• Task instructions:
Only an exact copy of every record counts as an answer.

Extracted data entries
====================
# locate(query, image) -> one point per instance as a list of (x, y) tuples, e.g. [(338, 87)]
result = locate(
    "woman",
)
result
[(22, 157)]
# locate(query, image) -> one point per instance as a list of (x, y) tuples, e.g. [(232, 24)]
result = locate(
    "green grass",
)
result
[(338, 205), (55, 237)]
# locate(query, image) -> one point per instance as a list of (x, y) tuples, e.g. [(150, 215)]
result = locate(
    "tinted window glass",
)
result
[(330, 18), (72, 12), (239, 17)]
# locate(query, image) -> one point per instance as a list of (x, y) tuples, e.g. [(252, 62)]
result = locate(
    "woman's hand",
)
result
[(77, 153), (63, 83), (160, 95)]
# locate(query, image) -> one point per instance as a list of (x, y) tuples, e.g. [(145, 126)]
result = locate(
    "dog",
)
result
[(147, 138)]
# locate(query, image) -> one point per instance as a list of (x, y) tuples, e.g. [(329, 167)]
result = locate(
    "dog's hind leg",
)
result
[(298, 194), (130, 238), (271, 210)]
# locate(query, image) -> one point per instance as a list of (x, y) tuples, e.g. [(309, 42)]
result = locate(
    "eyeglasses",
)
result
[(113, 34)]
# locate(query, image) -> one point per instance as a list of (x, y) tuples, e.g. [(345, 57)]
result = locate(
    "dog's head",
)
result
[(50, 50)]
====================
• Solution for this problem:
# locate(query, image) -> one point per instance as a list of (x, y) tuples, e.g. [(338, 87)]
result = locate(
    "woman",
)
result
[(22, 157)]
# locate(query, image) -> one point per instance as a list of (x, y) tuples, e.g. [(232, 24)]
result = locate(
    "green grass",
)
result
[(338, 205), (55, 237)]
# locate(query, image) -> one point per instance as a list of (x, y) tuples, e.g. [(150, 215)]
result = locate(
    "tinted window glass",
)
result
[(330, 18), (72, 12), (239, 17)]
# locate(query, image) -> one point per instance as a list of (x, y) tuples, e.g. [(252, 62)]
result = locate(
    "woman's hand",
)
result
[(77, 153), (63, 83), (160, 95)]
# locate(query, image) -> one point per instance as a list of (x, y) tuples, e.g. [(145, 126)]
result = locate(
    "dog",
)
result
[(147, 138)]
# locate(query, image) -> one point per instance as a list of (x, y) tuples, e.g. [(329, 167)]
result = locate(
    "dog's hind leg",
)
result
[(298, 194), (130, 238), (271, 210)]
# locate(query, image) -> one point per instance as a list of (x, y) tuples, e.g. [(309, 42)]
result = locate(
    "eyeglasses",
)
result
[(113, 34)]
# locate(query, image) -> one point per instance as a list of (x, y) tuples, e.g. [(345, 57)]
result = locate(
    "dog's head",
)
result
[(50, 50)]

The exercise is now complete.